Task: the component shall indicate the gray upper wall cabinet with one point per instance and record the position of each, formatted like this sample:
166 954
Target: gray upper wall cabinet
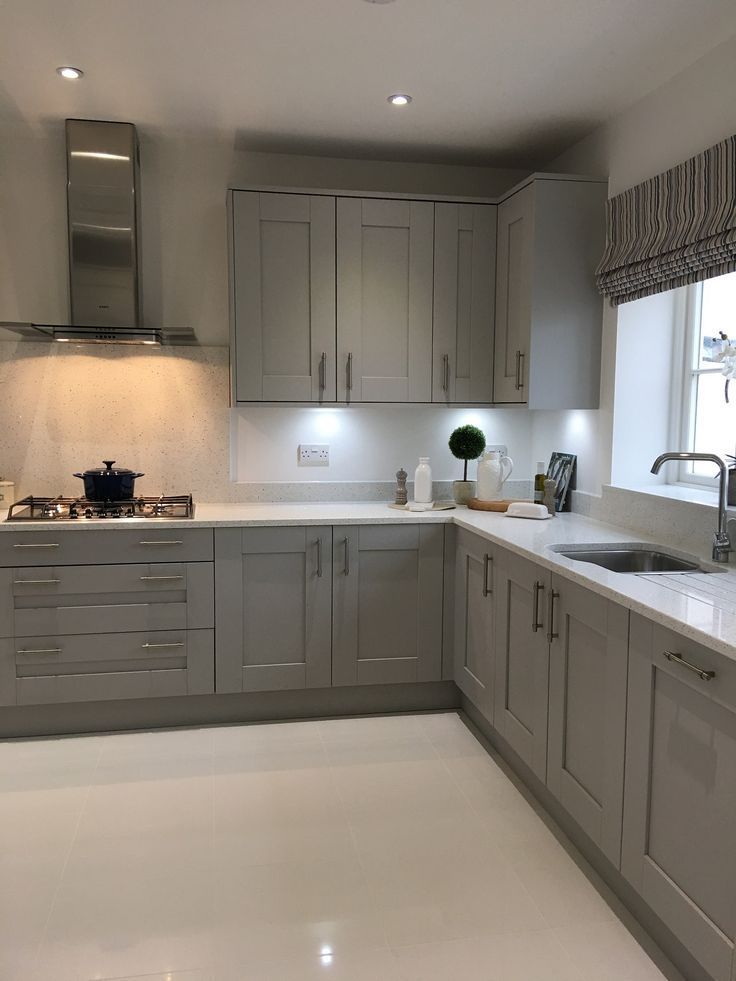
589 641
679 842
273 613
464 295
387 604
548 323
384 300
282 297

━━━━━━━━━━

Activity
Give every record again without changing a word. Exclude the pictures.

Written solution
Task: the component shall indicate the gray upper wall cabinet with one point per instance and record the position of each, formatted like this sample:
166 954
Target: gray upper wall cabinet
589 641
679 842
273 613
464 295
387 604
548 323
384 300
282 297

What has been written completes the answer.